Excerpted data:
** start **

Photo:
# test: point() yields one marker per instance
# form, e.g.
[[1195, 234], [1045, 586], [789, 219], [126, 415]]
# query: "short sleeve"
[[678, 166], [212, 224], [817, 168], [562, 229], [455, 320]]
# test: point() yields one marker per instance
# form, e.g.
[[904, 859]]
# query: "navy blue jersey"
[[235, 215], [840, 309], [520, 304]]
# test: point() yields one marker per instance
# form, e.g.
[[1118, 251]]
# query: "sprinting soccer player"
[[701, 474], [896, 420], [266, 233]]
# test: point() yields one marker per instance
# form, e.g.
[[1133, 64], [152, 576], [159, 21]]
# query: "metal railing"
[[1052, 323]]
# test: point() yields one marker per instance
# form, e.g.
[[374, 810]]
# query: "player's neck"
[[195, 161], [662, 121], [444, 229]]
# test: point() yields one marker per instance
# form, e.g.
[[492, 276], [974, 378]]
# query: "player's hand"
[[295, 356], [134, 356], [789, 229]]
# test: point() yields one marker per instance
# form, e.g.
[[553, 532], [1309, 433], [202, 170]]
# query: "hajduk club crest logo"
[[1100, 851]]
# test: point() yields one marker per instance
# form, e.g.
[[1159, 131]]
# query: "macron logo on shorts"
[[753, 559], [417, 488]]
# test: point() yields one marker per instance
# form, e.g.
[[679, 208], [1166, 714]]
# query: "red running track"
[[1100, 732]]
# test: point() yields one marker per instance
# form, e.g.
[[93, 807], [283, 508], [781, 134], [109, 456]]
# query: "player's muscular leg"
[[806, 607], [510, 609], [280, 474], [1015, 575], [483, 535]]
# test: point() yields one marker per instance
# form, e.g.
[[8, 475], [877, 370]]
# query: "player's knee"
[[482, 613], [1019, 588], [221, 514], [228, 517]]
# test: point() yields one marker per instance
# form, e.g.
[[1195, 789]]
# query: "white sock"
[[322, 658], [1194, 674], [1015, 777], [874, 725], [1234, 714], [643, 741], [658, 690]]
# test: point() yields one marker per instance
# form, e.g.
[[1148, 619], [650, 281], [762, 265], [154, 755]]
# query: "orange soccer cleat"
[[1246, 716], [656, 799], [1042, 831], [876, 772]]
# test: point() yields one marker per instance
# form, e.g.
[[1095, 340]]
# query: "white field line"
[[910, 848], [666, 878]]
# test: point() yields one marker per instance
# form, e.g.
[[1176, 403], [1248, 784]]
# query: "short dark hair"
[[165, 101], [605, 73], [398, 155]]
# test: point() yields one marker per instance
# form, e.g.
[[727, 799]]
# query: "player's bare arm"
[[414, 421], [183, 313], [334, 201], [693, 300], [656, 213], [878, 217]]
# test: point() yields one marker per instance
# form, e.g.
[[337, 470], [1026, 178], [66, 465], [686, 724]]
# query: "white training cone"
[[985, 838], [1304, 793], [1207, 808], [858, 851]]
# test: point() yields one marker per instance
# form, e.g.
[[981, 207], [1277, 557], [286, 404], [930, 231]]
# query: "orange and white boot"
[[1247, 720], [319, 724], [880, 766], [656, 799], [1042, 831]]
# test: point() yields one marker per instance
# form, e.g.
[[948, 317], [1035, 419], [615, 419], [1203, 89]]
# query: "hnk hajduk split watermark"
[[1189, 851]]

** end **

Task requirements: Rewrite the records from the top through the line containing "[[1100, 851]]", with both ends included and all lines, requests among them, kept as they are. The only change is to the answer point coordinates: multiply each by 1.95 and round it to a whole number, rounding halves up.

Output for this exercise:
Photo:
# test: point() yields one marker per instance
# form, e.g.
[[1195, 234], [1045, 586], [789, 219], [126, 415]]
# query: "short sleeve"
[[1322, 324], [413, 437], [1593, 328], [1096, 447], [887, 624]]
# test: point() yields one marker per instance
# form, e.g.
[[904, 859]]
# query: "navy blue jersey"
[[458, 419], [1638, 603], [1014, 593]]
# test: point() yields one marker per instance
# form, e.g.
[[1118, 251]]
# query: "sprinting soccer player"
[[1367, 924], [1747, 819], [519, 454]]
# test: point() yields one marker per instance
# form, e.g.
[[1133, 64], [152, 576], [159, 21]]
# query: "metal railing"
[[2051, 630]]
# test: point() yields one marker per instance
# form, e.g.
[[374, 810]]
# query: "player's neck"
[[380, 314], [1291, 236], [866, 447]]
# test: point() yields one marker per instance
# form, e.g.
[[492, 276], [974, 378]]
# query: "player's hand"
[[575, 694], [261, 694], [1539, 447]]
# test: point() yields one marker per instance
# form, e.g.
[[553, 532], [1309, 433], [202, 170]]
# query: "hajduk club crest logo"
[[2145, 1659]]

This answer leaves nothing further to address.